Consigne: Prolongez le texte ci-dessous sur le refus du pape François de loger au Palais pontifical, en repartant juste après sa dernière phrase.

Texte:

Alors oui, il est nécessaire d’être attentifs à discerner l’Esprit du Seigneur qui fait monter dans notre cœur des paroles, des attitudes : ce sont des paroles de connaissance.
Pour prendre un exemple, rappelons-nous du pape François quand il a été élu. On lui a dit qu’on allait le conduire dans ses appartements, c’est à dire dans cet immense bâtisse de laquelle il nous parle - le Palais Pontifical – de laquelle il bénit les fidèles. C’est là que les papes logent habituellement. Et à l’intérieur de lui-même, il a entendu un grand "Non !". On peut supposer que ce n’est pas juste un caprice.

« Non je n’irai pas ! La maison de retraite dans laquelle nous sommes, où les cardinaux ont été réunis pour le concile, c’est là où je veux vivre.
Préparez-moi un deux pièces : c’est mon seul besoin. Et pour recevoir les chefs d’état, pour mon travail, j’irai au Palais Apostolique. Mais je ne veux pas résider là bas. »

Données brutes:
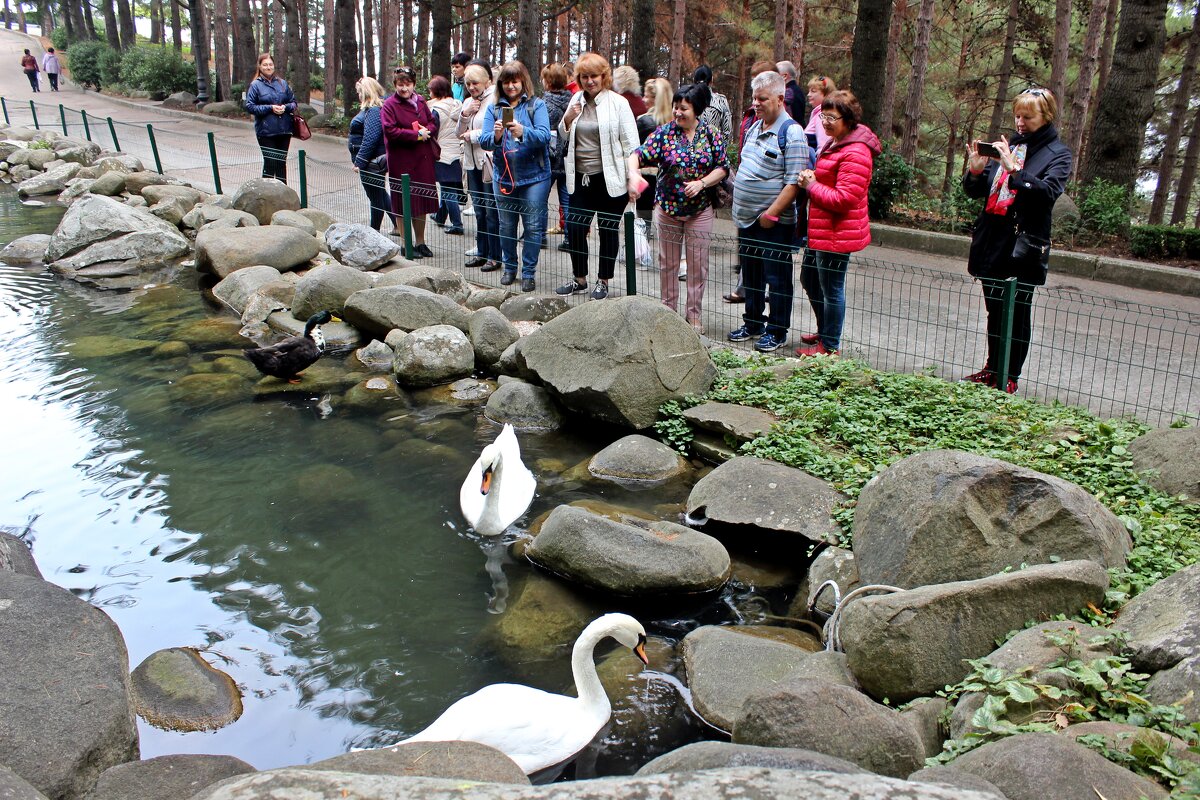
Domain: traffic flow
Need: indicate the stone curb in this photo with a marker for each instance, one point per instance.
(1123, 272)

---

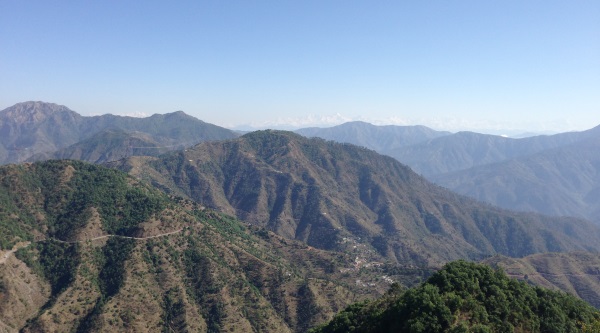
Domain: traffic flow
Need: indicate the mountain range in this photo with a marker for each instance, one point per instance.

Résultat attendu:
En effet, comme jésuite, il a été formé par cette pédagogie qui lui permet de discerner les motions du Saint Esprit en lui-même. Et, frères et sœurs, je suis certain que c’est vrai pour chacun d’entre vous : l’Esprit parle à notre esprit. Nous avons chacun des motions intérieures qui nous mettent en mouvement, soit pour nous mettre en garde – « N’y vas pas car c’est une tentation » - à la manière d’un warning, soit pour nous appeler à aller de l’avant. Voilà un bel exemple de motion du Saint-Esprit.
Si nous voulons vivre du Saint-Esprit, apprenons donc à être attentifs à ces signaux intérieurs à ce qu’ils suggèrent en nous de désirs, des initiatives, à ce qu’ils peuvent faire naître en nous. Cela suppose aussi un travail de discernement pour savoir si c’est le fruit de notre imagination ou l’esprit du Seigneur qui est à l’œuvre. D’où l’importance de l’accompagnement qui permet de savoir si c’est le Seigneur qui parle à mon cœur et me suggère quelque chose.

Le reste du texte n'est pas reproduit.